- **Your goal**:
Format the part of the data that runs from the line containing "target: red desert soil" through the end of the data as a Markdown table with the columns Num and Content, numbering each line and leaving out blank lines.

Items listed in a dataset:
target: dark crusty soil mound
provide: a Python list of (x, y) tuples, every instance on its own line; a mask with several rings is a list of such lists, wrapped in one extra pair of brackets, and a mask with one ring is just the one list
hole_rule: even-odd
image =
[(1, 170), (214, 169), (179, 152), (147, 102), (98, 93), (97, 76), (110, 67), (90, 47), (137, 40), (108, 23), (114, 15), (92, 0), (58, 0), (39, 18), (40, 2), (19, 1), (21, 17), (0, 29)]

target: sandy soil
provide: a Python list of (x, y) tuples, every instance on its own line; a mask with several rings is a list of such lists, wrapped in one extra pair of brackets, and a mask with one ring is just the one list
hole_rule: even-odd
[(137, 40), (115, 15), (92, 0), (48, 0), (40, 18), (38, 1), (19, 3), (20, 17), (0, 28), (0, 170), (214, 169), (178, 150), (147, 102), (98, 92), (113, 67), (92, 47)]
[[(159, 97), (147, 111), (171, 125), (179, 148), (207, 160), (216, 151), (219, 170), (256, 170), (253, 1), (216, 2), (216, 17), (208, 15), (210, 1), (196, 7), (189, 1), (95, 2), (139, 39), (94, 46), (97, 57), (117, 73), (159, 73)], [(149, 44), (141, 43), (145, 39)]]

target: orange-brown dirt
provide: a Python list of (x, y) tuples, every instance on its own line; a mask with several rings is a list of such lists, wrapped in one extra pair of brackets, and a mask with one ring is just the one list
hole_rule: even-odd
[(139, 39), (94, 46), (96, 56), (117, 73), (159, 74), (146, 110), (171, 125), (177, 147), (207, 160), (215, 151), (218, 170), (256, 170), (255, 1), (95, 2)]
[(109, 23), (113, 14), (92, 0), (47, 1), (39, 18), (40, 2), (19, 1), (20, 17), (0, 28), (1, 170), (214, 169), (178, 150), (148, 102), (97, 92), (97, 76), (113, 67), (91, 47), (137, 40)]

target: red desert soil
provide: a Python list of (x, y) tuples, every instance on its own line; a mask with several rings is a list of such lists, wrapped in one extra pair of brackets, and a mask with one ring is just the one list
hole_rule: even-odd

- **Completed exercise**:
| Num | Content |
|---|---|
| 1 | target: red desert soil |
| 2 | provide: a Python list of (x, y) tuples, every instance on its own line; a mask with several rings is a list of such lists, wrapped in one extra pair of brackets, and a mask with one ring is just the one list |
| 3 | hole_rule: even-odd |